--- start of MATERIAL FOR THE TASK ---

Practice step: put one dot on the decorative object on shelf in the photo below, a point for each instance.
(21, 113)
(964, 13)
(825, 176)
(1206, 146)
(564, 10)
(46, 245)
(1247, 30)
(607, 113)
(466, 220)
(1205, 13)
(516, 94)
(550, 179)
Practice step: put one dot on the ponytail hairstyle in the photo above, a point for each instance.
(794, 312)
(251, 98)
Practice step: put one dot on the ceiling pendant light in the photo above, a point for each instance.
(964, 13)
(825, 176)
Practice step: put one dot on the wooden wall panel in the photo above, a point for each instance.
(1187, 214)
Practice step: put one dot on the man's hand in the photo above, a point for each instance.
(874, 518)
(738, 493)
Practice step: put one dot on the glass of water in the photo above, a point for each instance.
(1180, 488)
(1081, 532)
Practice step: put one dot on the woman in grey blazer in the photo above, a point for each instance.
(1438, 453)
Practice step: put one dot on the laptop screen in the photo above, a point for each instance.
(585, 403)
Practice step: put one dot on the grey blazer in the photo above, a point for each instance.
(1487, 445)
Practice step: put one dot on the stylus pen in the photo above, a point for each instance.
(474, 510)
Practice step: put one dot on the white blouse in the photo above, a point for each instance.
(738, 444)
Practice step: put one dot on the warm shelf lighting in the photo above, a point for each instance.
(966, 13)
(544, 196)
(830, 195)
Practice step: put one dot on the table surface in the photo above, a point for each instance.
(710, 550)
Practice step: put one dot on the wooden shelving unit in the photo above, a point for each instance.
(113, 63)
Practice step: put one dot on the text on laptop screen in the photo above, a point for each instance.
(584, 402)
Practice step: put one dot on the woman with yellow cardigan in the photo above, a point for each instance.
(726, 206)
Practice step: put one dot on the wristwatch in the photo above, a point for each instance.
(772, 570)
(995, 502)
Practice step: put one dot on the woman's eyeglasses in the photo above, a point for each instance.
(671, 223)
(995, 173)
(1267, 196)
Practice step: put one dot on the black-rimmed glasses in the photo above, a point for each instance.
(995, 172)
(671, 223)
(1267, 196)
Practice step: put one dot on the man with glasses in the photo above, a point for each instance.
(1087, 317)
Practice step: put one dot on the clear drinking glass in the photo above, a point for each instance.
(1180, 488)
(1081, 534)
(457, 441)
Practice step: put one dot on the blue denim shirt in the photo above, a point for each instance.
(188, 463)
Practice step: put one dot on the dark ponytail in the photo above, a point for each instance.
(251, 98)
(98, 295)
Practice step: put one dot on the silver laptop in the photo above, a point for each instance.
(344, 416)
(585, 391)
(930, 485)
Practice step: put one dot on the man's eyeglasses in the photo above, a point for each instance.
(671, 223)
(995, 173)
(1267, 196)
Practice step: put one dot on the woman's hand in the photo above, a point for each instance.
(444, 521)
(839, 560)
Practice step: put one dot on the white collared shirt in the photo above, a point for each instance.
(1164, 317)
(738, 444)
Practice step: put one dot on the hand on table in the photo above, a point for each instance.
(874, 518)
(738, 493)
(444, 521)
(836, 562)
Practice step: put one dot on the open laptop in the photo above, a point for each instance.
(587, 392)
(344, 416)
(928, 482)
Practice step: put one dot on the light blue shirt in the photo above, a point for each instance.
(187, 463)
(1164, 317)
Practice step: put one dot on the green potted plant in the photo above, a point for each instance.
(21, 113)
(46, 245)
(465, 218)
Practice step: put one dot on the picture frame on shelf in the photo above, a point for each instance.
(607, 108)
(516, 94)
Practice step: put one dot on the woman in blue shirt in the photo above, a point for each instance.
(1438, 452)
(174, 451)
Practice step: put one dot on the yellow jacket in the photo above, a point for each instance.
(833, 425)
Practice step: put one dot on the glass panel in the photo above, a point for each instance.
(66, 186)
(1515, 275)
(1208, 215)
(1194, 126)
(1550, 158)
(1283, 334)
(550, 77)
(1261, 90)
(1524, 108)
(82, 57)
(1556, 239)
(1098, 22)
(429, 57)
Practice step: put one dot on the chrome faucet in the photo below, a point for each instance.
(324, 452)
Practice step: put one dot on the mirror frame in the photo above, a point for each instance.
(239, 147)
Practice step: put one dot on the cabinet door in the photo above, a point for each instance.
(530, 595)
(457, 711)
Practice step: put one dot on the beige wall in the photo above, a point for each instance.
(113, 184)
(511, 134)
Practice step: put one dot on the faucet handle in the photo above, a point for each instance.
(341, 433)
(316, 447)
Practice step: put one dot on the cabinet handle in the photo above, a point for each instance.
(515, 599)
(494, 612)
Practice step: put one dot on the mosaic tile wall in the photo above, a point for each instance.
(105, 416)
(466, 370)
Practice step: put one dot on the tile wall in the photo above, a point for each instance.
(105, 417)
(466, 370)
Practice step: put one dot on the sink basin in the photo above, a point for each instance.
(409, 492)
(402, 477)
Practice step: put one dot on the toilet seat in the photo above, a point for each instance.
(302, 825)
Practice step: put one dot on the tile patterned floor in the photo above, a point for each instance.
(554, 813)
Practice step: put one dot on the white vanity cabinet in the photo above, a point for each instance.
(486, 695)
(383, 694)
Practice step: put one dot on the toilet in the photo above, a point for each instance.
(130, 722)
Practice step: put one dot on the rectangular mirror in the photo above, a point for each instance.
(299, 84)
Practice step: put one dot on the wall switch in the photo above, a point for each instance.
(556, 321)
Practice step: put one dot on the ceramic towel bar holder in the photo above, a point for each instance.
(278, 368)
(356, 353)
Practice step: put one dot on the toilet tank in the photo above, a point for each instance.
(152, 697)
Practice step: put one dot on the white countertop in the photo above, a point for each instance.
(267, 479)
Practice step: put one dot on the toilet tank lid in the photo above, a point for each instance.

--- end of MATERIAL FOR THE TASK ---

● YOUR OBJECTIVE
Repeat the rows starting at the first row and ending at the line that contains "(1081, 532)", swapping "dot" for "mark" and changing nothing else.

● SOLUTION FOR THIS PROBLEM
Practice step: put one mark on the decorative object on shelf in the photo below, a point for each instance.
(21, 113)
(964, 13)
(825, 176)
(1206, 146)
(564, 10)
(46, 245)
(1247, 30)
(607, 113)
(466, 220)
(1205, 13)
(516, 94)
(550, 179)
Practice step: put one mark on the ponytail hairstyle in the photo above, a point for each instance.
(794, 312)
(251, 98)
Practice step: put one mark on the ceiling pendant light in the photo above, a point for each instance.
(964, 13)
(825, 176)
Practice step: put one mark on the wooden wall panel in the photo above, a point for each instance.
(1187, 214)
Practice step: put one mark on the man's hand in the photo above, a point for each instance.
(874, 518)
(738, 493)
Practice step: put one mark on the glass of water in the photo above, a point for each instance.
(1180, 488)
(1081, 532)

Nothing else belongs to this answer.